▸ **WRITTEN TASKS**:
a) Reproduce the film review below word for word, in full.
b) Quote the stretch of the records from their first line through the line containing "115), (166, 99)]", with both ends included.

Dir: Pierre Rouve | Cast: James Mason, Geraldine Chaplin, Bobby Darin, Ian Ogilvy, Moira Lister | Comedy Drama | UK, 104′
I wish I love the human race; I wish I loved its silly face;
I wish I loved the way it walks; I wish I liked the way it talks;
And when I’m introduced to one; I wish I thought “What jolly fun”.
Sir Walter Raleigh (1861-1922)
This rather cynical and satirical portrait of Sixties Britain is held together by an impressive James Mason as a disillusioned and often drunken ex-barrister reflecting back on his life, tormented by a mindless wife and a directionless daughter who holds him in contempt.
The Swinging Sixties was a time when parents were not your close friends but the older generation. That said, the scenes with the younger generation feel rather silly and dated and are much less enjoyable that those with Mason who holds court in a well-pitched sardonic turn, and gets the best lines, all of them drily amusing and satirical. Moira Lister is superb too as his sister, and Ian Ogilvy as his nephew. Even Yootha Joyce makes a small appearance in the court scene.

▸ **LISTING**:
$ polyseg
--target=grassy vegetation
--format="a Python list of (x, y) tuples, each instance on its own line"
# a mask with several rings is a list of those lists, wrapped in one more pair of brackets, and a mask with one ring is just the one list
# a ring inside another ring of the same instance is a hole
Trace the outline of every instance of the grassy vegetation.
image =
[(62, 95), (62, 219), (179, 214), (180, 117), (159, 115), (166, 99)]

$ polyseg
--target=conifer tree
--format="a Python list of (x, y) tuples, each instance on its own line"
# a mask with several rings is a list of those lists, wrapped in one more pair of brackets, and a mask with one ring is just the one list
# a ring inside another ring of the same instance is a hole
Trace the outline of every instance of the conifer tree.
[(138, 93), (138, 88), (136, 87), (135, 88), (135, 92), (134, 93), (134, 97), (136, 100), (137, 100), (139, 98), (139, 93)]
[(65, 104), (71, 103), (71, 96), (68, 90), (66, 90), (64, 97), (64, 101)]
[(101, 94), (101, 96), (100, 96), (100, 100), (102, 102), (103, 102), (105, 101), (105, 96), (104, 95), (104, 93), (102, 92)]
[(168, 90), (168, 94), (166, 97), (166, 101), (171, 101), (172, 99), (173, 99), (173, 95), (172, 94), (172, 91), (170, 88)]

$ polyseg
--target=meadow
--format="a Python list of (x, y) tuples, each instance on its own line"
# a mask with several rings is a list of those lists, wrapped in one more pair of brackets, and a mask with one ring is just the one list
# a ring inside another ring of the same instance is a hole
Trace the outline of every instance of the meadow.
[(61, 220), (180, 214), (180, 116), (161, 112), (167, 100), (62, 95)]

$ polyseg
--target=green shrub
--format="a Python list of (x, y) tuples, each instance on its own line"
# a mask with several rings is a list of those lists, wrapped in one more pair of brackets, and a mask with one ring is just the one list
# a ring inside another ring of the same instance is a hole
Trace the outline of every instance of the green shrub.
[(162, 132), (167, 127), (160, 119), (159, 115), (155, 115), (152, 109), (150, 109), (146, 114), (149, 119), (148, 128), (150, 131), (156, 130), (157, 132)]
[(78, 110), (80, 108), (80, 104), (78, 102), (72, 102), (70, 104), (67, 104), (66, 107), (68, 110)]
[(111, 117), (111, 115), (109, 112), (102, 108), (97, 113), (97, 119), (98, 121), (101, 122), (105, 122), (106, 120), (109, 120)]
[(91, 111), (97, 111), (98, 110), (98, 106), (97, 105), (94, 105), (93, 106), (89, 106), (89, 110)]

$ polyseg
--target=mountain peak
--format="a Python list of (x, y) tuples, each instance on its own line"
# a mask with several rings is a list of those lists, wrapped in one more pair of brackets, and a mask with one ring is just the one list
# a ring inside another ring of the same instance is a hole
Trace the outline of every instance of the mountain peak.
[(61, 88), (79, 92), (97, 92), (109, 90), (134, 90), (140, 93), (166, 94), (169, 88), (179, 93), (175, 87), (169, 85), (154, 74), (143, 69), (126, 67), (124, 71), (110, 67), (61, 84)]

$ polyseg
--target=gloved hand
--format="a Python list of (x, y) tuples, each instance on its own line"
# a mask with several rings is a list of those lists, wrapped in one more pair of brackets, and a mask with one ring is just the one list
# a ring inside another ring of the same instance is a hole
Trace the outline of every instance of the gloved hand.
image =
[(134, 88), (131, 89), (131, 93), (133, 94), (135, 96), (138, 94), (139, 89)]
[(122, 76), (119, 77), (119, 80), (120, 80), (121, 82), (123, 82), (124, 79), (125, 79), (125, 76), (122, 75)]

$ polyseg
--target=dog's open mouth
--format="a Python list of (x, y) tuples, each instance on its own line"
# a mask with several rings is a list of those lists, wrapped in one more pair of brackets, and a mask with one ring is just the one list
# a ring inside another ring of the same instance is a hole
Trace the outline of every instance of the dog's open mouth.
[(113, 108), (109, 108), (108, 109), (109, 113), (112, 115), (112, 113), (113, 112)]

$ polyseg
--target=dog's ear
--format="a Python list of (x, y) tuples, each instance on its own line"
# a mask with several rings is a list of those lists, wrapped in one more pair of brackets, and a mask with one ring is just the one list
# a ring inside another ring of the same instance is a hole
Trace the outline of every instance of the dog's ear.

▸ **SOLUTIONS BY TASK**:
a)
Dir: Pierre Rouve | Cast: James Mason, Geraldine Chaplin, Bobby Darin, Ian Ogilvy, Moira Lister | Comedy Drama | UK, 104′
I wish I love the human race; I wish I loved its silly face;
I wish I loved the way it walks; I wish I liked the way it talks;
And when I’m introduced to one; I wish I thought “What jolly fun”.
Sir Walter Raleigh (1861-1922)
This rather cynical and satirical portrait of Sixties Britain is held together by an impressive James Mason as a disillusioned and often drunken ex-barrister reflecting back on his life, tormented by a mindless wife and a directionless daughter who holds him in contempt.
The Swinging Sixties was a time when parents were not your close friends but the older generation. That said, the scenes with the younger generation feel rather silly and dated and are much less enjoyable that those with Mason who holds court in a well-pitched sardonic turn, and gets the best lines, all of them drily amusing and satirical. Moira Lister is superb too as his sister, and Ian Ogilvy as his nephew. Even Yootha Joyce makes a small appearance in the court scene.

b)
$ polyseg
--target=grassy vegetation
--format="a Python list of (x, y) tuples, each instance on its own line"
# a mask with several rings is a list of those lists, wrapped in one more pair of brackets, and a mask with one ring is just the one list
# a ring inside another ring of the same instance is a hole
Trace the outline of every instance of the grassy vegetation.
image =
[(62, 95), (62, 219), (179, 214), (180, 117), (159, 115), (166, 99)]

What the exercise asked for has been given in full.